• _Your objective_:
Without any omission, reproduce the records that follow.

• _Data items_:
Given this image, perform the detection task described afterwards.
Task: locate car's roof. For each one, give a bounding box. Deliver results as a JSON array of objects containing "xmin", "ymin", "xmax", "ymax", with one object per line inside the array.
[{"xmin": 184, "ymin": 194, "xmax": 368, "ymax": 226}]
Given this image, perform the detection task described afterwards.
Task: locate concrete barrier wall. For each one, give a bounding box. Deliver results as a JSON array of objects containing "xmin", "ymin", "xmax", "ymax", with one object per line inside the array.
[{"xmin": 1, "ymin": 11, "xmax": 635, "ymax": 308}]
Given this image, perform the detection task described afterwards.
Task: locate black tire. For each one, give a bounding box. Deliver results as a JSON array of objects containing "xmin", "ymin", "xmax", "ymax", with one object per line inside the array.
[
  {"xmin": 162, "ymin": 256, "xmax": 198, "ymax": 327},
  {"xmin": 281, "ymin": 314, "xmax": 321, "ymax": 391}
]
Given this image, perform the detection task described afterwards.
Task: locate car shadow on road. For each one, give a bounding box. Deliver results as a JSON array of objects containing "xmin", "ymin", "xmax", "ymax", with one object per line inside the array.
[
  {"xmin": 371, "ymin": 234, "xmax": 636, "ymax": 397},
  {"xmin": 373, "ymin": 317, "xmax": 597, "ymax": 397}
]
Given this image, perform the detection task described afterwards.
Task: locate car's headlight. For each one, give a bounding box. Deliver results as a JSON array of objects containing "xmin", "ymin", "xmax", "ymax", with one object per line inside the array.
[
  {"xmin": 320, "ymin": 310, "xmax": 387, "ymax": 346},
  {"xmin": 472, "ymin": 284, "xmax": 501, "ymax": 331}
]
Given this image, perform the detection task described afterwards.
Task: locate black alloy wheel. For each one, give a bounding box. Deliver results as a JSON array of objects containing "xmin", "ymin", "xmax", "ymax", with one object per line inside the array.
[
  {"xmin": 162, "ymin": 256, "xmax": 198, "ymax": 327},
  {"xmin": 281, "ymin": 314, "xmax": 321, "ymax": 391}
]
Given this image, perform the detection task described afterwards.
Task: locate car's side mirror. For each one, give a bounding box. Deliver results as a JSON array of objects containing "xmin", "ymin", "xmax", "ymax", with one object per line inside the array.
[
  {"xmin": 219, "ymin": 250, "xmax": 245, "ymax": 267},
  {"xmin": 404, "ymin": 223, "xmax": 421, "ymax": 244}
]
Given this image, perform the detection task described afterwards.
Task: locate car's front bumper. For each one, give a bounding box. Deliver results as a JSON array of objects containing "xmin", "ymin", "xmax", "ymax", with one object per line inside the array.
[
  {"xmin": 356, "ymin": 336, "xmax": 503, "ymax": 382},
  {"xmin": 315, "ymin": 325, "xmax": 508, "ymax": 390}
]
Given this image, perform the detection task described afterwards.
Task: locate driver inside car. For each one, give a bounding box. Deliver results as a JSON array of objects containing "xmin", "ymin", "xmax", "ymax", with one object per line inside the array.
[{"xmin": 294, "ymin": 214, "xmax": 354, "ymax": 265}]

• _Answer to this exercise_:
Given this image, perform the detection task described afterwards.
Task: locate car's roof. For each one, give a bounding box. Deliver results as a JSON array of objects containing "xmin", "ymin", "xmax", "ymax", with one object per line inside the array.
[{"xmin": 184, "ymin": 194, "xmax": 368, "ymax": 226}]
Given this image, perform the detection task described afterwards.
Task: locate concrete barrier wall. For each one, give a bounding box. Deliver results as a JSON array of objects containing "xmin", "ymin", "xmax", "ymax", with one object per line inside the array.
[{"xmin": 1, "ymin": 11, "xmax": 635, "ymax": 308}]
Given this image, perform the detection task described afterwards.
Task: locate black tire. For each one, give a bounding box. Deliver results as a JSON array of objects containing "xmin", "ymin", "xmax", "ymax", with one object per line inside the array.
[
  {"xmin": 162, "ymin": 256, "xmax": 198, "ymax": 327},
  {"xmin": 281, "ymin": 314, "xmax": 321, "ymax": 391}
]
Given this image, perform the detection task described afterwards.
Task: locate car shadow on road. For each one, give a bounding box. Deliver results as a JSON array of objects containing "xmin", "ymin", "xmax", "ymax", with one object per line inside the array.
[
  {"xmin": 371, "ymin": 234, "xmax": 636, "ymax": 397},
  {"xmin": 373, "ymin": 317, "xmax": 597, "ymax": 397}
]
Given this image, perform the detection task described afterwards.
Task: locate car's headlight. For each one, give a bounding box. Deliver results as a JSON array of objects containing "xmin", "ymin", "xmax", "ymax", with one object per line inside the array.
[
  {"xmin": 320, "ymin": 310, "xmax": 387, "ymax": 346},
  {"xmin": 472, "ymin": 284, "xmax": 501, "ymax": 331}
]
Given this image, perform the detection task described afterwards.
Task: locate black alloy wheel. For each one, give a bounding box. Deliver results as a JSON array of objects containing "xmin", "ymin", "xmax", "ymax", with one object per line inside the array.
[
  {"xmin": 162, "ymin": 256, "xmax": 198, "ymax": 327},
  {"xmin": 281, "ymin": 314, "xmax": 321, "ymax": 391}
]
Given this image, perform the detection task described afterwards.
Task: locate car's side mirror. For each one, give a bounding box. Deliver results as a JSON array of objects containing "xmin", "ymin", "xmax", "ymax", with one object per line inside the array.
[
  {"xmin": 219, "ymin": 250, "xmax": 245, "ymax": 267},
  {"xmin": 404, "ymin": 223, "xmax": 421, "ymax": 244}
]
Given this image, perform the detection task described afterwards.
Task: locate car's front bumper. For each one, give a bounding box. Deliver results as a JSON array of objects containing "xmin", "ymin", "xmax", "ymax", with one object per line inside the array.
[
  {"xmin": 356, "ymin": 336, "xmax": 503, "ymax": 382},
  {"xmin": 315, "ymin": 325, "xmax": 508, "ymax": 390}
]
Given this image, perform the detection task described afterwards.
Task: locate driver inside car. For each one, give a bounding box. Deliver results as a JSON array of objects containing "xmin", "ymin", "xmax", "ymax", with one object per line inside the array.
[{"xmin": 294, "ymin": 214, "xmax": 354, "ymax": 265}]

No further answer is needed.